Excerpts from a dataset
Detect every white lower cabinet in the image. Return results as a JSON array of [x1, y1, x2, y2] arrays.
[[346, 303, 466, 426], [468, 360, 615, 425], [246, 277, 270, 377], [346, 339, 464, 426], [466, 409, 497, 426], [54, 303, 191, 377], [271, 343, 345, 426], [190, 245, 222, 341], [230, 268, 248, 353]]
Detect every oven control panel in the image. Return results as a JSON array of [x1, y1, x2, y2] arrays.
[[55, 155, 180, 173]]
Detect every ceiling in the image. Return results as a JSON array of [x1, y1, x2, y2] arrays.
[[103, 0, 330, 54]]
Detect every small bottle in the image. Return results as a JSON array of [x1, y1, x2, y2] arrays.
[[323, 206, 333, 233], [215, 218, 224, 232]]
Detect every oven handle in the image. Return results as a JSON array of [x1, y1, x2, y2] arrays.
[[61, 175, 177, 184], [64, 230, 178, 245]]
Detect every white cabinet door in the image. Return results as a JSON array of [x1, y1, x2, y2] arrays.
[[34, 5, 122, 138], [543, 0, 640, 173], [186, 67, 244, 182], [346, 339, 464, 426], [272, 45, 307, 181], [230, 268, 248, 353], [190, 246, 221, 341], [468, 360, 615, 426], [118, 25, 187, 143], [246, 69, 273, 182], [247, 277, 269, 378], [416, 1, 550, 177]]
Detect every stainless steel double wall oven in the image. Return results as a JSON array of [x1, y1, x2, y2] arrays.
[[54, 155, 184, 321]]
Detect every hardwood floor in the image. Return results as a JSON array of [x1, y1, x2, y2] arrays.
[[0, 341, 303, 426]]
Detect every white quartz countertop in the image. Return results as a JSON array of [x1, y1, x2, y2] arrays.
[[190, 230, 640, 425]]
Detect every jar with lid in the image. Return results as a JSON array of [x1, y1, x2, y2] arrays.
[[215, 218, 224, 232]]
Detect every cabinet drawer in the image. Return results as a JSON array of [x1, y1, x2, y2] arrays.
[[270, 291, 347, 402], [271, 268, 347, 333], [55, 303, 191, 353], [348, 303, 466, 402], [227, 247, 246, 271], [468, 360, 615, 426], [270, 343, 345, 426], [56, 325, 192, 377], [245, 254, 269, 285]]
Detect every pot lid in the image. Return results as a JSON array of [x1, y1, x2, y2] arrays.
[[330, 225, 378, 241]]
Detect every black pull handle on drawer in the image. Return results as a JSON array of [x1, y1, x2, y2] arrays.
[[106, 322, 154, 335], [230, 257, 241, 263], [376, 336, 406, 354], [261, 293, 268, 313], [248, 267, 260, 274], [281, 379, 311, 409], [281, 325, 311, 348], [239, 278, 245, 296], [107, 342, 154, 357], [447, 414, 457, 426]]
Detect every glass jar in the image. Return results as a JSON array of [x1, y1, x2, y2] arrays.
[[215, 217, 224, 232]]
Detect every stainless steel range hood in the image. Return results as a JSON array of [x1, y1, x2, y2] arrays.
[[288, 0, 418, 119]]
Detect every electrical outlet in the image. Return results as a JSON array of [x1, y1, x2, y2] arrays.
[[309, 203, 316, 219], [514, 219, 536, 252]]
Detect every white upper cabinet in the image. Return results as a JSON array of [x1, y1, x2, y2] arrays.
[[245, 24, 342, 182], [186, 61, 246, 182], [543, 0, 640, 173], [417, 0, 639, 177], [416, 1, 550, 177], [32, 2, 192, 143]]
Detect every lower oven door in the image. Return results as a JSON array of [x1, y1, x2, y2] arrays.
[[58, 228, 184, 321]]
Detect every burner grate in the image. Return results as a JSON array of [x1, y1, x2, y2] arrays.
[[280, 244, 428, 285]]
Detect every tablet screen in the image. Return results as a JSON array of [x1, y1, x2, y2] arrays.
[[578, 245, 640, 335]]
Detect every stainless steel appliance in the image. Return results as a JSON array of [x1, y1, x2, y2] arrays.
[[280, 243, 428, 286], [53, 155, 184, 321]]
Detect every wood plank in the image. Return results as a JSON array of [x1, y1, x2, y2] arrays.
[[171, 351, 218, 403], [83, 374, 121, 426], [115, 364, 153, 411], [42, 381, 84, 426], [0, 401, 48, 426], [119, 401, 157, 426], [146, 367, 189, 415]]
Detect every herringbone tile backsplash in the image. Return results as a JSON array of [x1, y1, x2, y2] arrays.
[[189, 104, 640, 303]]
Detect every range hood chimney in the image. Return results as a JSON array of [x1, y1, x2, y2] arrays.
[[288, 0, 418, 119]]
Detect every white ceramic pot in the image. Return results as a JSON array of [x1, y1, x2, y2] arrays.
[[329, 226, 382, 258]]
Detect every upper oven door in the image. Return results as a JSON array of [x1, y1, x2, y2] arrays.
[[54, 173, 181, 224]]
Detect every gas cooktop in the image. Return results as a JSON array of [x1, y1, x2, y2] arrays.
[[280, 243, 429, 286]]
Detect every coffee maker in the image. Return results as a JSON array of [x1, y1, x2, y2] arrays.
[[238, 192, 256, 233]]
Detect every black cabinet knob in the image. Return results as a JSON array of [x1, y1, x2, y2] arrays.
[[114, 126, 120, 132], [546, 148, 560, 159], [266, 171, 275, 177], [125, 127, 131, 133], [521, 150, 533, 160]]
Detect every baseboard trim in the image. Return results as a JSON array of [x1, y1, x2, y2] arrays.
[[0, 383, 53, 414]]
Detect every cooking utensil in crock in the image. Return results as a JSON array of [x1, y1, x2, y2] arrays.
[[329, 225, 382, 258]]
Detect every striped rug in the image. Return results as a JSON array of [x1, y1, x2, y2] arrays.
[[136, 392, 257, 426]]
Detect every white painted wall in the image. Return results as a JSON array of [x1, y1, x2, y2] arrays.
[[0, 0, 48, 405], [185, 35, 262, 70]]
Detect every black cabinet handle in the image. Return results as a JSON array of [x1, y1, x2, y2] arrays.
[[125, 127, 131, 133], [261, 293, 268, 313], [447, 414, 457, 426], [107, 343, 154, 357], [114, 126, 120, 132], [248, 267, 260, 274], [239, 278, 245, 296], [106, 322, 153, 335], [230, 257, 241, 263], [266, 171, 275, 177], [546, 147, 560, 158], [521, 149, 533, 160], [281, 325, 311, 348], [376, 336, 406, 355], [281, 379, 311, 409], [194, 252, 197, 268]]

**What to work on:** Copy the records above, keeping each line identical.

**Answer below:**
Detect every white lower cabinet in the image. Return results as a JSON array of [x1, y1, x2, y2] arrays.
[[346, 303, 466, 426], [468, 360, 615, 425], [246, 277, 270, 377], [346, 339, 464, 426], [466, 409, 497, 426], [54, 303, 191, 377], [271, 343, 345, 426], [190, 245, 222, 341], [230, 268, 248, 353]]
Detect every oven control panel in the image. Return results as a JSON array of [x1, y1, x2, y2] arrays.
[[55, 155, 180, 173]]
Detect every ceiling in the image. Return results as a JSON array of [x1, y1, x2, y2] arrays.
[[103, 0, 330, 54]]
Detect every small bottle in the image. Return results as a JSON array of [x1, y1, x2, y2] arrays.
[[323, 206, 333, 233], [215, 218, 224, 232]]
Detect every oven handle in the image. Return results as a JSON array of [x1, y1, x2, y2] arrays.
[[61, 175, 177, 184], [64, 230, 178, 245]]
Detect every white cabinet door in the image. Return results as a JSON array of [x1, y1, x2, y2] arrays.
[[34, 5, 122, 138], [543, 0, 640, 173], [186, 67, 244, 182], [346, 339, 464, 426], [272, 45, 307, 181], [230, 268, 248, 353], [190, 246, 221, 341], [468, 360, 615, 426], [118, 25, 187, 143], [246, 69, 273, 182], [247, 277, 269, 378], [416, 1, 550, 177]]
Detect every stainless steel double wall oven in the image. Return results as a JSON array of [x1, y1, x2, y2] arrays.
[[54, 155, 184, 321]]
Detect every hardwood floor in the image. Return results as a JSON array of [x1, y1, x2, y2] arrays.
[[0, 341, 303, 426]]
Detect every white quartz countertop in the image. Return results as a JSON array of [x1, y1, x2, y2] arrays.
[[190, 230, 640, 425]]
Detect every jar with lid in the image. Return results as a JSON array of [x1, y1, x2, y2] arrays.
[[215, 218, 224, 232]]
Detect every cabinet drawer in the image. Return results as a JSON array of [x1, y1, x2, y2] arrays.
[[270, 291, 347, 402], [271, 268, 347, 333], [55, 303, 191, 353], [348, 303, 466, 402], [227, 247, 246, 271], [468, 360, 615, 426], [270, 343, 345, 426], [56, 325, 192, 377], [245, 254, 269, 285]]
Detect every pot lid in the image. Return results as a JSON array of [x1, y1, x2, y2] arrays.
[[330, 225, 378, 241]]
Detect every black pull handle on drawer in the image. Return results as a JSON array of [x1, y1, x2, y2] arrays.
[[106, 322, 154, 335], [230, 257, 241, 263], [376, 336, 406, 354], [261, 293, 268, 313], [248, 267, 260, 274], [281, 379, 311, 409], [281, 325, 311, 348], [239, 278, 245, 296], [107, 342, 154, 357], [447, 414, 457, 426]]
Detect every glass jar in the image. Return results as a JSON array of [x1, y1, x2, y2] arrays.
[[215, 217, 224, 232]]
Detect every stainless steel range hood in the image. Return results as a JSON array of [x1, y1, x2, y2] arrays.
[[288, 0, 418, 119]]
Detect every electrical outlet in the image. Return results as a JSON array of [x1, y1, x2, y2] arrays.
[[309, 203, 316, 219], [514, 219, 536, 252]]
Detect every white upper cabinet in the image. Return results as a JSON array of [x1, y1, x2, y2] arrays.
[[245, 24, 342, 182], [186, 61, 246, 182], [543, 0, 640, 173], [417, 0, 639, 177], [416, 1, 550, 177], [32, 2, 192, 143]]
Detect every lower oven door in the image. Return results as a JSON array of [x1, y1, x2, y2] arrays.
[[58, 228, 184, 321]]
Detect every burner grate in the image. Return results as a JSON array of [x1, y1, x2, y2] arrays.
[[280, 244, 428, 285]]
Detect every tablet screen in the image. Return results as a JSON array of [x1, y1, x2, y2] arrays.
[[578, 245, 640, 335]]
Detect every stainless steel appliance in the image. Return results as a JSON array of [x1, y1, x2, y2] arrays.
[[280, 243, 428, 286], [53, 155, 184, 321]]
Detect every wood plank in the image. Return results as a JSON array of [x1, y1, x2, y2] arrays.
[[171, 351, 218, 403], [83, 374, 121, 426], [115, 364, 153, 411], [42, 381, 84, 426], [0, 401, 48, 426], [119, 401, 157, 426], [146, 367, 189, 415]]
Detect every herringbone tile backsplash in the image. Return results as a JSON array of [x1, y1, x2, y2] arrays.
[[189, 104, 640, 303]]
Detect every range hood chimney in the image. Return results as a JSON array of [x1, y1, x2, y2] arrays.
[[288, 0, 418, 119]]
Detect every white ceramic pot in the image. Return results as a JSON array of [x1, y1, x2, y2] arrays.
[[329, 226, 382, 258]]
Detect every upper oven door in the image. Return results as a JSON array of [x1, y1, x2, y2] arrays.
[[54, 173, 181, 224]]
Detect every gas cooktop in the image. Return results as a JSON array of [x1, y1, x2, y2] arrays.
[[280, 243, 429, 286]]
Detect every coffee maker in the image. Return results as a JSON array of [x1, y1, x2, y2] arrays.
[[238, 192, 256, 233]]
Detect every black cabinet knob in the image. Return results as a JSON array of [x1, y1, x2, y2] arrays.
[[114, 126, 120, 132], [546, 148, 560, 159], [266, 171, 275, 177], [125, 127, 131, 133], [521, 150, 533, 160]]
Detect every baseboard trim in the image. Return results as a JSON array of [x1, y1, x2, y2] arrays.
[[0, 383, 53, 414]]
Detect every cooking utensil in crock in the image. Return results as a JSON array of [x1, y1, x2, y2] arrays.
[[329, 225, 382, 258]]
Detect every striped rug in the image. Return results as a JSON array of [x1, y1, x2, y2] arrays.
[[136, 392, 257, 426]]
Detect every white painted wall in the image. Return results as a JSON array of [x1, y1, x2, y2] arrays.
[[0, 0, 48, 405], [185, 35, 262, 70]]
Detect every black cabinet handle in the image. Return results as a JSON array of [x1, y1, x2, y2] arrays.
[[125, 127, 131, 133], [261, 293, 268, 313], [447, 414, 457, 426], [107, 343, 154, 357], [114, 126, 120, 132], [248, 267, 260, 274], [239, 278, 245, 296], [106, 322, 153, 335], [230, 257, 241, 263], [266, 171, 275, 177], [546, 147, 560, 158], [521, 149, 533, 160], [281, 325, 311, 348], [376, 336, 406, 355], [281, 379, 311, 409], [194, 252, 197, 268]]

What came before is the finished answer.